Task prompt ::
In the listing below, format the stretch from the line containing "the sofa seat" through the line containing "226], [171, 106, 243, 233]]" as a Markdown table with the columns Row and Line, one line per row and no blank lines.
— START —
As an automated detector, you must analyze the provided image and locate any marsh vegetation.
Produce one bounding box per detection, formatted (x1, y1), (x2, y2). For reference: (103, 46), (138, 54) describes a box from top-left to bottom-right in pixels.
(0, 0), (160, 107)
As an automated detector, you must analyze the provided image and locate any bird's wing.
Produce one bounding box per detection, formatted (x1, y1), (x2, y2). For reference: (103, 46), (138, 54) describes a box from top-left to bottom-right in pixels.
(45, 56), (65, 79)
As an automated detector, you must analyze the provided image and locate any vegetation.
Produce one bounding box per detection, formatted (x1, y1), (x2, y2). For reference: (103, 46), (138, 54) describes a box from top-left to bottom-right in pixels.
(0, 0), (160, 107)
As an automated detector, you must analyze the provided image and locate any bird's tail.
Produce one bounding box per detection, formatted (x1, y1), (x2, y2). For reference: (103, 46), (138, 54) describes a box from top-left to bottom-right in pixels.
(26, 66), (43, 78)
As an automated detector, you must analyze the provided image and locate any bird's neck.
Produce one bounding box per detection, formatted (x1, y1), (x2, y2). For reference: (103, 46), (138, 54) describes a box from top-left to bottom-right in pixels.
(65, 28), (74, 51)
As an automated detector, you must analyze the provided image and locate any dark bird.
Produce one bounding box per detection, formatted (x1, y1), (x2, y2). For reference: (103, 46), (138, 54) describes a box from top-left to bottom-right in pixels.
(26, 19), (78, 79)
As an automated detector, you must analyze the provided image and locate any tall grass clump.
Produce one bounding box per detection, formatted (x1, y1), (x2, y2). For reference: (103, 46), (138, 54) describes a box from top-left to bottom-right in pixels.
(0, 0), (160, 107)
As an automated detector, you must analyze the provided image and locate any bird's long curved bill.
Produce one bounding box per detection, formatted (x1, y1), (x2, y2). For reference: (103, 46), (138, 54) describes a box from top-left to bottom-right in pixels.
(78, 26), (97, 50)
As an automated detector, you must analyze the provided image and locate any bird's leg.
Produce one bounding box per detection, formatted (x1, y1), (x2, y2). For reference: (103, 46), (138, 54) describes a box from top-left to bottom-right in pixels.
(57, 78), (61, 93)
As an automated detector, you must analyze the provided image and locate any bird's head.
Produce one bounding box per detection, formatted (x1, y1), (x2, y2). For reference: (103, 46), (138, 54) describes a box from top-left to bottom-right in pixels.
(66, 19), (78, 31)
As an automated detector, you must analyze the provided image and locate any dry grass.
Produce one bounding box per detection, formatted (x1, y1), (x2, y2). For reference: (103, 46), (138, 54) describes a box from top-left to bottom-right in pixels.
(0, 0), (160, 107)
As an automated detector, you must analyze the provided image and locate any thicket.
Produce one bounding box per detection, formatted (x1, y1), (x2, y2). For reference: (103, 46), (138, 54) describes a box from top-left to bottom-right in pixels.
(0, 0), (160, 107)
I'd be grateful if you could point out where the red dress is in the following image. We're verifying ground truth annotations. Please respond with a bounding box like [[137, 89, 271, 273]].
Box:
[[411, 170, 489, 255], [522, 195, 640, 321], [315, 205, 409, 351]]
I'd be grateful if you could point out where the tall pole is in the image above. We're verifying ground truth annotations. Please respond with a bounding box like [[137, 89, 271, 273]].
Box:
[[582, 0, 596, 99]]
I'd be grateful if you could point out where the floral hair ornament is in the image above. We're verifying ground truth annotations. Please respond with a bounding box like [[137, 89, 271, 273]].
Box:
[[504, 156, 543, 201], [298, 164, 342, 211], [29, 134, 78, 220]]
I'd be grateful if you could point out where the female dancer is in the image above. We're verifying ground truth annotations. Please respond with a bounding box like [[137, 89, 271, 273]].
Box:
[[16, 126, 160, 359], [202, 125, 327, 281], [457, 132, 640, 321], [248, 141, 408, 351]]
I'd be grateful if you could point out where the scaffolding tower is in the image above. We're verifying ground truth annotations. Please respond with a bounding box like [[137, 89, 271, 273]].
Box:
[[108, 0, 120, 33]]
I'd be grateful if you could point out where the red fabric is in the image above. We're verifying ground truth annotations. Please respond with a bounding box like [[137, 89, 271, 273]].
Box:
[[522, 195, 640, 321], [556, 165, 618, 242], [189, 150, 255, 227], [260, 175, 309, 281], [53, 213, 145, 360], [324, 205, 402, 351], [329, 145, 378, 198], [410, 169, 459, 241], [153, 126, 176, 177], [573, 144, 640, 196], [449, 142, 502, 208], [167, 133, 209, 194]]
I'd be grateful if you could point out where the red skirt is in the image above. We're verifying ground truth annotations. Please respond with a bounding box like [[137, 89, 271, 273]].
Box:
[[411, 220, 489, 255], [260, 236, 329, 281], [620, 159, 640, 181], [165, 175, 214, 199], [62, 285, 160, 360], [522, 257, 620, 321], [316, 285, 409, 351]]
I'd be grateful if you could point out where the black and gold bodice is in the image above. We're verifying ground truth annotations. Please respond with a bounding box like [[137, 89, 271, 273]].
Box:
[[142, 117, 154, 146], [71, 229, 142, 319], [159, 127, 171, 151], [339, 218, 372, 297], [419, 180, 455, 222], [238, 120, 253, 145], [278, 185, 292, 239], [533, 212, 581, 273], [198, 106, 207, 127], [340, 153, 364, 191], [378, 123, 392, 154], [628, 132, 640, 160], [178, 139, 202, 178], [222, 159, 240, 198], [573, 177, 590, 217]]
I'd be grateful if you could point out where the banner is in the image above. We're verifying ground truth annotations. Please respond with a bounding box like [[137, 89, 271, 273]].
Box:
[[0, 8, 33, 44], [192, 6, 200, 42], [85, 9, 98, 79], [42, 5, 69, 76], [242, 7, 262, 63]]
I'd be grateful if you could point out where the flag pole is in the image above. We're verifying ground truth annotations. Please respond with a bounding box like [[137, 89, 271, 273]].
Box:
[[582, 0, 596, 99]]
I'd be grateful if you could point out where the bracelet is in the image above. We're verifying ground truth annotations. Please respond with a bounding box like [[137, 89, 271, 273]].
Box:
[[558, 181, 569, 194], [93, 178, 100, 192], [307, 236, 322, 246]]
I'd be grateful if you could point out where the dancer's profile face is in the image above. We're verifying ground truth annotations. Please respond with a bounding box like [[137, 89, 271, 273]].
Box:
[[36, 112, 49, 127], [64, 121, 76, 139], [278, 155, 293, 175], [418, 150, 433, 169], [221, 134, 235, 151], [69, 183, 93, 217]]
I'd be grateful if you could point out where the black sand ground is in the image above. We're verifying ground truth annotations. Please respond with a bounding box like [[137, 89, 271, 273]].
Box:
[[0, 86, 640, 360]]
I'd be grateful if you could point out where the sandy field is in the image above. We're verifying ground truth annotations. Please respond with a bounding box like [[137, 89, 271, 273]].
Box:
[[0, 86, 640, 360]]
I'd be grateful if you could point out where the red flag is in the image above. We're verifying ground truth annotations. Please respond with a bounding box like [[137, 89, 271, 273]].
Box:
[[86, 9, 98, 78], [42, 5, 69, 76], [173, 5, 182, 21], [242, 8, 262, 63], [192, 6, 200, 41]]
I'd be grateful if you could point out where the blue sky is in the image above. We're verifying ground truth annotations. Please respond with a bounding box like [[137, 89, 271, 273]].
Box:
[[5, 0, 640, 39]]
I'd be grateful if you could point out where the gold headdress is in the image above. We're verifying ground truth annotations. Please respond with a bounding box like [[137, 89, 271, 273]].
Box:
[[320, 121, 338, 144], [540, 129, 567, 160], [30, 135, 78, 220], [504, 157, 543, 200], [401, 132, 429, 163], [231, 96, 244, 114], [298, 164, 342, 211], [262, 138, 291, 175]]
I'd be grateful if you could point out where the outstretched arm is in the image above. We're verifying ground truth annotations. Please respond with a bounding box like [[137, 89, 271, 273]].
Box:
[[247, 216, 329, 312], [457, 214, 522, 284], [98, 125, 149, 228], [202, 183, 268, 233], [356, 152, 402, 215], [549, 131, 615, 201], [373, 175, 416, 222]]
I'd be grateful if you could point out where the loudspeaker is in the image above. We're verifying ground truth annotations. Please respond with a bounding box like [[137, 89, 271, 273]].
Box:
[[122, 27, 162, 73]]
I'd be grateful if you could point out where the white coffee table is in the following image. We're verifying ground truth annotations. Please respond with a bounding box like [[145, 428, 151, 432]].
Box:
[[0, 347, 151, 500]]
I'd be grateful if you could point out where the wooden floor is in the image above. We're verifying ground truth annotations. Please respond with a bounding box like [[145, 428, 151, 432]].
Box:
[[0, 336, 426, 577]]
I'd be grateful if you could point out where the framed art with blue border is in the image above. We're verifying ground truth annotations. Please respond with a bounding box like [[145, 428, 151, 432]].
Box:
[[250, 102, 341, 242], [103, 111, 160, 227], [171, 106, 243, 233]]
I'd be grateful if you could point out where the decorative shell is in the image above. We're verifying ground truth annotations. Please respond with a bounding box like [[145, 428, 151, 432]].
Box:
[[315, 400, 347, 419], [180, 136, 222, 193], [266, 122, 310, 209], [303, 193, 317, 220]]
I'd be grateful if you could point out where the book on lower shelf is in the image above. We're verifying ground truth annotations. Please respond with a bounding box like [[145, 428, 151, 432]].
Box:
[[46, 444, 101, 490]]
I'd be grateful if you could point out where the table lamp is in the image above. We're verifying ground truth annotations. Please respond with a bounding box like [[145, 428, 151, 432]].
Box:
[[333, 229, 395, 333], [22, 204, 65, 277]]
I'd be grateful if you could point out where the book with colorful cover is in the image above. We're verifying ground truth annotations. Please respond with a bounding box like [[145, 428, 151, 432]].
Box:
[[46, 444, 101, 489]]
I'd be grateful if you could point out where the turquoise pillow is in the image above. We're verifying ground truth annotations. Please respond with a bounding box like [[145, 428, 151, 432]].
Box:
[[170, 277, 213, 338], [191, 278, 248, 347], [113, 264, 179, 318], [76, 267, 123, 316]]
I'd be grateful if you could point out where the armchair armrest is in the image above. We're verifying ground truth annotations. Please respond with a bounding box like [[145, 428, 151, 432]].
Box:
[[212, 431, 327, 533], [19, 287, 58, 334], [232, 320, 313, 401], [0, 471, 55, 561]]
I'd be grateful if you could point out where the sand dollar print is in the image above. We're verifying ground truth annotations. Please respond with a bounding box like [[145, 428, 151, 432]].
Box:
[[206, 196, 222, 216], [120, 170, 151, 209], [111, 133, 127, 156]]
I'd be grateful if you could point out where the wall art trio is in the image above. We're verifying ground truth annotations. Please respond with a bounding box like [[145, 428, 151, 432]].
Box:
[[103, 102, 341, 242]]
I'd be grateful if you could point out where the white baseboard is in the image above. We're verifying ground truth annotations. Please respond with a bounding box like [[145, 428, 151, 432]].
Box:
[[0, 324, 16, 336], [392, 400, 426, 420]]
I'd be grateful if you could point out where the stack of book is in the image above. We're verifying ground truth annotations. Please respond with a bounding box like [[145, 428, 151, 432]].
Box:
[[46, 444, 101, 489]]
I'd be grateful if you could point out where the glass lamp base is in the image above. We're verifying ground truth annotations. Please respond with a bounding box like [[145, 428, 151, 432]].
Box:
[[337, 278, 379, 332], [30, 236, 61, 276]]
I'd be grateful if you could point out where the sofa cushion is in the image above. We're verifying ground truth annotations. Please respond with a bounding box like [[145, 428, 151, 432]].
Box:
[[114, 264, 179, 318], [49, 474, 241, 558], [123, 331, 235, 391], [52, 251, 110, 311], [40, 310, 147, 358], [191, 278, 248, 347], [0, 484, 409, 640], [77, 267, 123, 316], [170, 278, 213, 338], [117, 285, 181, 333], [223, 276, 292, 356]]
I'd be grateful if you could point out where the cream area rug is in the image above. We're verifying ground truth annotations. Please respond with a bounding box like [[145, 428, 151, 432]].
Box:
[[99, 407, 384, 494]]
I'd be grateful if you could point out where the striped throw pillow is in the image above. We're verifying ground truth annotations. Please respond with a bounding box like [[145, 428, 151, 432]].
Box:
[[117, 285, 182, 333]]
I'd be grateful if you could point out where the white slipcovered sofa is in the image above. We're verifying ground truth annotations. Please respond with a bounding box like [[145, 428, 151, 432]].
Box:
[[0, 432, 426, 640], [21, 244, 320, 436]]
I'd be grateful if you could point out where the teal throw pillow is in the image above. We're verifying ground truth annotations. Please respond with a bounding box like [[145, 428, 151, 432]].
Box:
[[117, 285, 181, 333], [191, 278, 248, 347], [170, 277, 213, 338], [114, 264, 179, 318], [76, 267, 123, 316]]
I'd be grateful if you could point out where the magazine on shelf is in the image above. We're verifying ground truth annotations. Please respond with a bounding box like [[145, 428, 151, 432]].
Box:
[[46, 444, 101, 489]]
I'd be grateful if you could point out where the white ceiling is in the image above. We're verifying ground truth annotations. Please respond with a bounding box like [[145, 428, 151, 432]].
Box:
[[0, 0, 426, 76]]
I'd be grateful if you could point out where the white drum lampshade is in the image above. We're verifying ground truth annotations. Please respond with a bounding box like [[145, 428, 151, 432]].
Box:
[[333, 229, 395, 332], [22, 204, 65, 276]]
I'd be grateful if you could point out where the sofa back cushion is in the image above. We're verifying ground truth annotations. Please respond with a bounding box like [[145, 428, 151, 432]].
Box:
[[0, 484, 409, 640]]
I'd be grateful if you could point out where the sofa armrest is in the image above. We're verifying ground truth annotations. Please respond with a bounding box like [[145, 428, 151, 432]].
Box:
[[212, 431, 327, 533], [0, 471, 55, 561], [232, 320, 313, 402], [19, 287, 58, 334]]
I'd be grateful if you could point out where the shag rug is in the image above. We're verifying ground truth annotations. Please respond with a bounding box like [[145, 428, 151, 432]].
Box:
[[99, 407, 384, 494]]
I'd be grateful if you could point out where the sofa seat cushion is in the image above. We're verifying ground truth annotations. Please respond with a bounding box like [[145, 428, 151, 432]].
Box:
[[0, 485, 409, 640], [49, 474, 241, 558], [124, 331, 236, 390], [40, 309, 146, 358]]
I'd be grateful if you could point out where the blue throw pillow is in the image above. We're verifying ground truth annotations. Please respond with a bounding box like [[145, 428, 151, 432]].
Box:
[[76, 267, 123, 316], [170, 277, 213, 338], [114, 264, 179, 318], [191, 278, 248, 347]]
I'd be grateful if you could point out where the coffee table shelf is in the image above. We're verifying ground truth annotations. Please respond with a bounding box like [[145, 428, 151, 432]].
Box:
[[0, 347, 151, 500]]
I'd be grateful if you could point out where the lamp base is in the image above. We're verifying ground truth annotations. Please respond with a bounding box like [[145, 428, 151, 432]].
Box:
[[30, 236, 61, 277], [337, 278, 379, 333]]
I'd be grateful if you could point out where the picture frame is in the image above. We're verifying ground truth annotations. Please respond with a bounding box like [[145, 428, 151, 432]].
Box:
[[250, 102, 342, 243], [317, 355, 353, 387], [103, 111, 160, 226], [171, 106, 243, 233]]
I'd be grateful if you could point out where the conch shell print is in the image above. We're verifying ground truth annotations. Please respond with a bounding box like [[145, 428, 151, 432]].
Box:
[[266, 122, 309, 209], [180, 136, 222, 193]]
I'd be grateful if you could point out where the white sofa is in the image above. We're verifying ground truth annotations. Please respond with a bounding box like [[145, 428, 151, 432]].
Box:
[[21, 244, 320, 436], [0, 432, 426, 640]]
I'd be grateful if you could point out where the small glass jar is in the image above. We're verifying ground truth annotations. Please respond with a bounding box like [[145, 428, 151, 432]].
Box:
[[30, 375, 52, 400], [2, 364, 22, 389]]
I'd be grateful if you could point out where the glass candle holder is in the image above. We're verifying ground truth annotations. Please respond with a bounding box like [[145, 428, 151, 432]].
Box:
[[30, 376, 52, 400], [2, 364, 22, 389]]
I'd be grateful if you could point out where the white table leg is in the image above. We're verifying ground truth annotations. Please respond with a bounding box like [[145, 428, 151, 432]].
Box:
— END —
Response to this task ::
| Row | Line |
|---|---|
| 1 | I'd be grateful if you could point out where the sofa seat cushion is in the image above. We're verifying ground truth annotations. Please respond with a bounding box like [[145, 428, 151, 432]]. |
| 2 | Box: |
| 3 | [[0, 485, 409, 640], [49, 474, 241, 558], [124, 331, 236, 390], [40, 309, 146, 358]] |
| 4 | I'd be grateful if you could point out where the blue throw pillow is in the image above. We're verifying ground truth annotations. Please respond with a bounding box like [[145, 428, 151, 432]]. |
| 5 | Box: |
| 6 | [[76, 267, 123, 316], [170, 277, 213, 338], [114, 264, 179, 318], [191, 278, 248, 347]] |
| 7 | I'd be grateful if you could point out where the coffee table shelf is in the image above. We're verifying ground truth annotations. Please respond with a bounding box like [[145, 428, 151, 432]]. |
| 8 | Box: |
| 9 | [[0, 347, 151, 500]] |
| 10 | I'd be grateful if you could point out where the lamp base is in the image above. We're verifying ground truth annotations. Please respond with a bounding box like [[145, 428, 151, 432]]. |
| 11 | Box: |
| 12 | [[30, 236, 61, 277], [337, 278, 379, 333]] |
| 13 | I'd be grateful if you could point out where the picture frame is in the image above. We're verifying ground truth annotations. Please respond with a bounding box like [[145, 428, 151, 432]]. |
| 14 | Box: |
| 15 | [[250, 102, 342, 243], [317, 355, 353, 387], [103, 111, 160, 226], [171, 106, 243, 233]] |